Image point annotation entries
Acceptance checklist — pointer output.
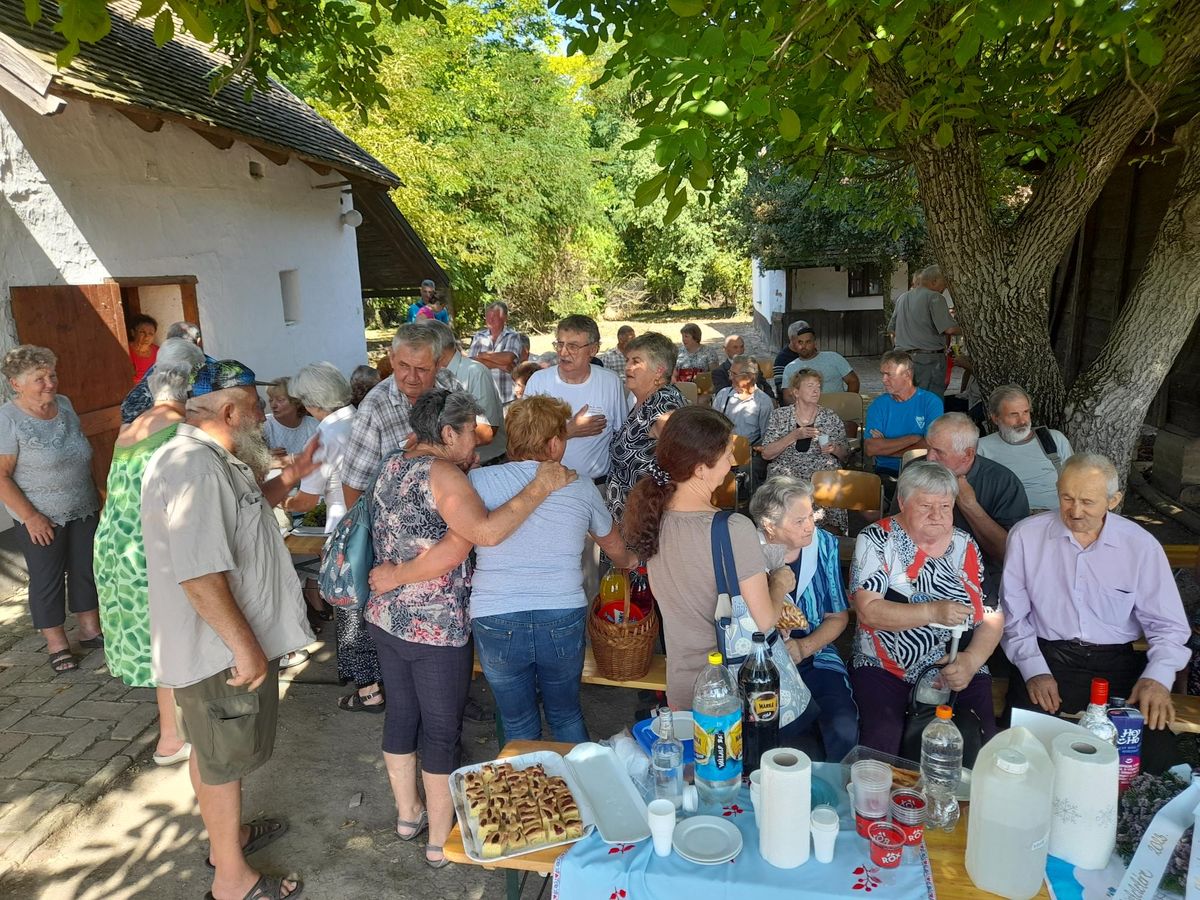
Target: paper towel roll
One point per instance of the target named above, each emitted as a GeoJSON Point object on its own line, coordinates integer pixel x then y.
{"type": "Point", "coordinates": [1084, 819]}
{"type": "Point", "coordinates": [784, 808]}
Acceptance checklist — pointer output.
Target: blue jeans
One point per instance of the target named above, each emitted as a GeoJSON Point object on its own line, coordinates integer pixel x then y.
{"type": "Point", "coordinates": [525, 652]}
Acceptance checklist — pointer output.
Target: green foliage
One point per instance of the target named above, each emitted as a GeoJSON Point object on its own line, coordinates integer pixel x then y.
{"type": "Point", "coordinates": [727, 81]}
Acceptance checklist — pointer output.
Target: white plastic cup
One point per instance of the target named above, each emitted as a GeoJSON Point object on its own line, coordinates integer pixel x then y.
{"type": "Point", "coordinates": [660, 816]}
{"type": "Point", "coordinates": [823, 827]}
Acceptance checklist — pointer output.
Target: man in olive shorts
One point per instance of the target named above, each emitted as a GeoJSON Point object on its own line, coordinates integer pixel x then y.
{"type": "Point", "coordinates": [225, 606]}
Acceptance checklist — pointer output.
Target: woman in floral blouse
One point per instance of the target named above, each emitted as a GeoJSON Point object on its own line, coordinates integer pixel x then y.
{"type": "Point", "coordinates": [421, 499]}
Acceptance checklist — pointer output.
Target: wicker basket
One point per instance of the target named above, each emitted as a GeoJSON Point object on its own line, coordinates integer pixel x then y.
{"type": "Point", "coordinates": [623, 649]}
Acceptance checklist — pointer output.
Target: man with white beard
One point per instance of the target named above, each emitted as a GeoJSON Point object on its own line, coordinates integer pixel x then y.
{"type": "Point", "coordinates": [225, 606]}
{"type": "Point", "coordinates": [1033, 455]}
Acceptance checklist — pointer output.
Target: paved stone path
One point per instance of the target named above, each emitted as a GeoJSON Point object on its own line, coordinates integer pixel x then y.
{"type": "Point", "coordinates": [64, 738]}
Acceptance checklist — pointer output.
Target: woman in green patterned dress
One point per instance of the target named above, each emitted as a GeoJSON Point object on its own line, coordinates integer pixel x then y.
{"type": "Point", "coordinates": [119, 558]}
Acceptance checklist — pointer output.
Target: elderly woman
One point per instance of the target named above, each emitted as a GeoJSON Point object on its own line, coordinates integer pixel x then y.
{"type": "Point", "coordinates": [325, 394]}
{"type": "Point", "coordinates": [916, 576]}
{"type": "Point", "coordinates": [288, 427]}
{"type": "Point", "coordinates": [421, 629]}
{"type": "Point", "coordinates": [120, 562]}
{"type": "Point", "coordinates": [649, 361]}
{"type": "Point", "coordinates": [807, 437]}
{"type": "Point", "coordinates": [143, 351]}
{"type": "Point", "coordinates": [174, 352]}
{"type": "Point", "coordinates": [528, 612]}
{"type": "Point", "coordinates": [46, 485]}
{"type": "Point", "coordinates": [693, 359]}
{"type": "Point", "coordinates": [783, 508]}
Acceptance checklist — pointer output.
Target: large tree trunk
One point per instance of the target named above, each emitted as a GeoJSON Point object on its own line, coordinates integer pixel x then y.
{"type": "Point", "coordinates": [1108, 403]}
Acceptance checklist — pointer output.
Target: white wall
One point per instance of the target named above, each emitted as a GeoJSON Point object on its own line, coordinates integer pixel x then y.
{"type": "Point", "coordinates": [88, 195]}
{"type": "Point", "coordinates": [768, 289]}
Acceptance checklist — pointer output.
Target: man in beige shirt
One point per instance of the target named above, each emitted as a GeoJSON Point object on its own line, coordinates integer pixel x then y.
{"type": "Point", "coordinates": [225, 606]}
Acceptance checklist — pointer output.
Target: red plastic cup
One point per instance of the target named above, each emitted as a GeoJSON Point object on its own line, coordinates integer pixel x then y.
{"type": "Point", "coordinates": [887, 844]}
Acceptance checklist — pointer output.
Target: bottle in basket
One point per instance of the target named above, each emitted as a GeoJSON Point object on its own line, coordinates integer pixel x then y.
{"type": "Point", "coordinates": [717, 715]}
{"type": "Point", "coordinates": [759, 684]}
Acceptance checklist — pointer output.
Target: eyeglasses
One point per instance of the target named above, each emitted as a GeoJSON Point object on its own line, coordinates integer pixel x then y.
{"type": "Point", "coordinates": [571, 347]}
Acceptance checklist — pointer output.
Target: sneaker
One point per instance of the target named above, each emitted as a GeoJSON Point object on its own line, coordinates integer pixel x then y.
{"type": "Point", "coordinates": [475, 713]}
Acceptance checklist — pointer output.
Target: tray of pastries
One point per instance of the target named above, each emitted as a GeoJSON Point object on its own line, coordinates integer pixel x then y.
{"type": "Point", "coordinates": [516, 805]}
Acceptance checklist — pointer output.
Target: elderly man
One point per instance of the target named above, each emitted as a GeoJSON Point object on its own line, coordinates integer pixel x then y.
{"type": "Point", "coordinates": [225, 606]}
{"type": "Point", "coordinates": [381, 424]}
{"type": "Point", "coordinates": [474, 378]}
{"type": "Point", "coordinates": [787, 354]}
{"type": "Point", "coordinates": [597, 397]}
{"type": "Point", "coordinates": [990, 499]}
{"type": "Point", "coordinates": [615, 359]}
{"type": "Point", "coordinates": [498, 347]}
{"type": "Point", "coordinates": [1080, 586]}
{"type": "Point", "coordinates": [921, 323]}
{"type": "Point", "coordinates": [897, 420]}
{"type": "Point", "coordinates": [835, 371]}
{"type": "Point", "coordinates": [1033, 455]}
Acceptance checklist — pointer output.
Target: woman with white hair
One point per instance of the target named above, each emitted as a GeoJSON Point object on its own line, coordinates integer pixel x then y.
{"type": "Point", "coordinates": [119, 556]}
{"type": "Point", "coordinates": [325, 394]}
{"type": "Point", "coordinates": [913, 579]}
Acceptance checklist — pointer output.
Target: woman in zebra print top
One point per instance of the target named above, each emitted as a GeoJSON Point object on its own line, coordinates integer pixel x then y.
{"type": "Point", "coordinates": [916, 576]}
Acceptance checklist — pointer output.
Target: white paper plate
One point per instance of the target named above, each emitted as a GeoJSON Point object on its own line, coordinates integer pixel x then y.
{"type": "Point", "coordinates": [707, 840]}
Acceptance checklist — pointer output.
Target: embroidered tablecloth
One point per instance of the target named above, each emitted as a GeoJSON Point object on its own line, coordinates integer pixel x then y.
{"type": "Point", "coordinates": [594, 870]}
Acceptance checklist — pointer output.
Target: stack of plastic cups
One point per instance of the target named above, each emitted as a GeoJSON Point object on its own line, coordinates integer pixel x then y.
{"type": "Point", "coordinates": [871, 793]}
{"type": "Point", "coordinates": [909, 809]}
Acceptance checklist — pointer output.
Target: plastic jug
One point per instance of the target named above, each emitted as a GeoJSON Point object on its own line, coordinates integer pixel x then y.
{"type": "Point", "coordinates": [1009, 827]}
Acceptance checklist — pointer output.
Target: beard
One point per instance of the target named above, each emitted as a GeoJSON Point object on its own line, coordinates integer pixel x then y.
{"type": "Point", "coordinates": [250, 447]}
{"type": "Point", "coordinates": [1015, 436]}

#### Exercise
Repeat all of the data above word for word, minus the pictures.

#### Answer to this problem
Acceptance checklist — pointer output.
Target: paper towel roll
One point per instance of the target named above, each emitted as a GeoJSON Point object on its own line, coordinates integer pixel x then y.
{"type": "Point", "coordinates": [1084, 819]}
{"type": "Point", "coordinates": [784, 808]}
Acceptance checklist — pointer output.
Target: blue jeans
One point per instance of the target named above, each emitted as a GeoJSON Point object on its own line, coordinates integer pixel x then y.
{"type": "Point", "coordinates": [525, 652]}
Acceptance checklist — pointer output.
Target: green foliage
One point per instance of the target named above, each emitted as a GeoJSON Point object on its own line, coordinates integer pixel x then y.
{"type": "Point", "coordinates": [727, 81]}
Acceptance checklist — pointer output.
Target: white plastic cup
One point per instance of the target named above, each emitted as a GeoJSON Point object on its own line, coordinates integer pixel x then y.
{"type": "Point", "coordinates": [660, 816]}
{"type": "Point", "coordinates": [823, 827]}
Acceptance checklist — pointer output.
Target: man in olive shorts
One point per instance of the target named above, each emitted as a GeoJSON Point object on its own line, coordinates integer pixel x then y.
{"type": "Point", "coordinates": [225, 606]}
Acceptance checklist — pointer output.
Target: woman in floral blouse
One point per instance of the target named above, each emitted as a GeoJSON Point object on its own line, coordinates integer pixel x then y.
{"type": "Point", "coordinates": [421, 499]}
Acceptance checklist — pointer output.
Target: wicker basket
One point per instance of the target named above, each emitted as a GeoJSON Point object on its own line, coordinates integer pixel x then y.
{"type": "Point", "coordinates": [623, 649]}
Acceptance checklist — pointer output.
Target: man with white beard
One point per instance of the target named above, each emitted as a GeoJSON Point object on its own line, coordinates integer pixel x then y.
{"type": "Point", "coordinates": [225, 606]}
{"type": "Point", "coordinates": [1033, 455]}
Acceptance checklist — pointer output.
Target: paved stone path
One point per instance of the target named above, each emitted as a GeoJSON Point object on its own line, coordinates integer pixel x then y.
{"type": "Point", "coordinates": [64, 738]}
Acceptance checklist — pointer output.
Target: woman in green patterned dress
One point per instance of the target named above, each emitted as a GeoJSON Point object on its own line, coordinates integer pixel x then y.
{"type": "Point", "coordinates": [119, 558]}
Acceptance checklist — pointer output.
Target: elderly woman
One point per instance of the target named above, each emitted as a GeoJSON Point object on its own line, coordinates integer pixel x then y.
{"type": "Point", "coordinates": [325, 394]}
{"type": "Point", "coordinates": [916, 576]}
{"type": "Point", "coordinates": [288, 427]}
{"type": "Point", "coordinates": [421, 629]}
{"type": "Point", "coordinates": [120, 562]}
{"type": "Point", "coordinates": [649, 361]}
{"type": "Point", "coordinates": [807, 437]}
{"type": "Point", "coordinates": [143, 351]}
{"type": "Point", "coordinates": [174, 352]}
{"type": "Point", "coordinates": [528, 612]}
{"type": "Point", "coordinates": [46, 485]}
{"type": "Point", "coordinates": [693, 359]}
{"type": "Point", "coordinates": [783, 508]}
Acceptance checklist — pointer output.
Target: large tree trunk
One point per instance of the target named above, each emitted as a GeoJSON Point object on its own line, coordinates integer pixel x then y.
{"type": "Point", "coordinates": [1108, 403]}
Acceptance checklist — pointer output.
Target: white wall
One point per instance of the target named above, each emitted as a GeoJSON Point object on its own line, coordinates integer pixel x then y.
{"type": "Point", "coordinates": [88, 195]}
{"type": "Point", "coordinates": [768, 289]}
Acceptance checklist — pointer output.
Target: man in beige shirt
One point per instance of the target named above, each emitted as a GeoJSON Point object on its own line, coordinates integer pixel x then y.
{"type": "Point", "coordinates": [225, 606]}
Acceptance checklist — pointer output.
Target: red plastic cup
One point per instance of the target named above, each emitted as a GeoJSON Point object on its own line, coordinates integer pixel x then y.
{"type": "Point", "coordinates": [887, 844]}
Acceptance checklist — pointer output.
Target: bottle in basket
One point per instance of the target named above, each emitted as a GeoJSON Point object on its own line, coordinates integer pixel x then y.
{"type": "Point", "coordinates": [717, 715]}
{"type": "Point", "coordinates": [759, 684]}
Acceptance checklist — pointer output.
Target: eyeglasses
One point per instance of the target named above, each emitted as a GeoJSON Point object on its own line, coordinates integer pixel x then y.
{"type": "Point", "coordinates": [571, 347]}
Acceptance checklist — pointer output.
Target: sneaker
One point per instance of the target named above, each emitted as a GeoJSON Point object on its own line, coordinates integer pixel x then y.
{"type": "Point", "coordinates": [475, 713]}
Acceptance checklist — pointer output.
Target: tray of pastries
One point per instance of the target named above, each emitted as a GeoJSON Point object on its own line, coordinates integer pixel x then y.
{"type": "Point", "coordinates": [516, 805]}
Acceptance checklist — pointer output.
Target: elderly man
One point per instance of the target named above, each emitted as a GeoJSON Point object on its own line, coordinates integer pixel x then y.
{"type": "Point", "coordinates": [225, 606]}
{"type": "Point", "coordinates": [381, 424]}
{"type": "Point", "coordinates": [474, 378]}
{"type": "Point", "coordinates": [787, 354]}
{"type": "Point", "coordinates": [597, 397]}
{"type": "Point", "coordinates": [990, 499]}
{"type": "Point", "coordinates": [615, 359]}
{"type": "Point", "coordinates": [498, 347]}
{"type": "Point", "coordinates": [1080, 586]}
{"type": "Point", "coordinates": [921, 323]}
{"type": "Point", "coordinates": [897, 420]}
{"type": "Point", "coordinates": [835, 371]}
{"type": "Point", "coordinates": [1033, 455]}
Acceptance checklist — pointer output.
Target: woman with white hair
One point per instance of the target named above, each emitted as a GeoJSON Point object on its own line, coordinates integer pixel x then y.
{"type": "Point", "coordinates": [119, 556]}
{"type": "Point", "coordinates": [325, 394]}
{"type": "Point", "coordinates": [913, 579]}
Acceptance checklist — pointer output.
Target: woman in zebra print top
One point per instance of the target named above, each emitted as a GeoJSON Point object on its own line, coordinates integer pixel x then y.
{"type": "Point", "coordinates": [916, 576]}
Acceptance checklist — pointer output.
Target: white paper plate
One point per instance of the target named above, each emitted as a GeoJSON Point object on its own line, coordinates integer pixel x then y.
{"type": "Point", "coordinates": [707, 840]}
Acceptance checklist — pointer output.
Target: embroidered tablecloth
One point per instance of the target named above, each emitted as a GeoJSON Point object on its own line, coordinates integer pixel x then y.
{"type": "Point", "coordinates": [594, 870]}
Acceptance checklist — pointer output.
Target: stack of plastic cups
One point per instance of the target named above, each emitted as a GeoJSON Point object on its own line, coordinates integer pixel x then y.
{"type": "Point", "coordinates": [871, 793]}
{"type": "Point", "coordinates": [909, 809]}
Acceptance checklist — pointer output.
Target: plastic jug
One point per instance of the target named above, each emitted as a GeoJSON Point object on its own line, coordinates integer pixel x then y.
{"type": "Point", "coordinates": [1009, 827]}
Acceptance checklist — pointer output.
Target: beard
One point per instance of the target named above, each emitted as a GeoJSON Point object on its own line, coordinates integer pixel x then y.
{"type": "Point", "coordinates": [250, 447]}
{"type": "Point", "coordinates": [1015, 436]}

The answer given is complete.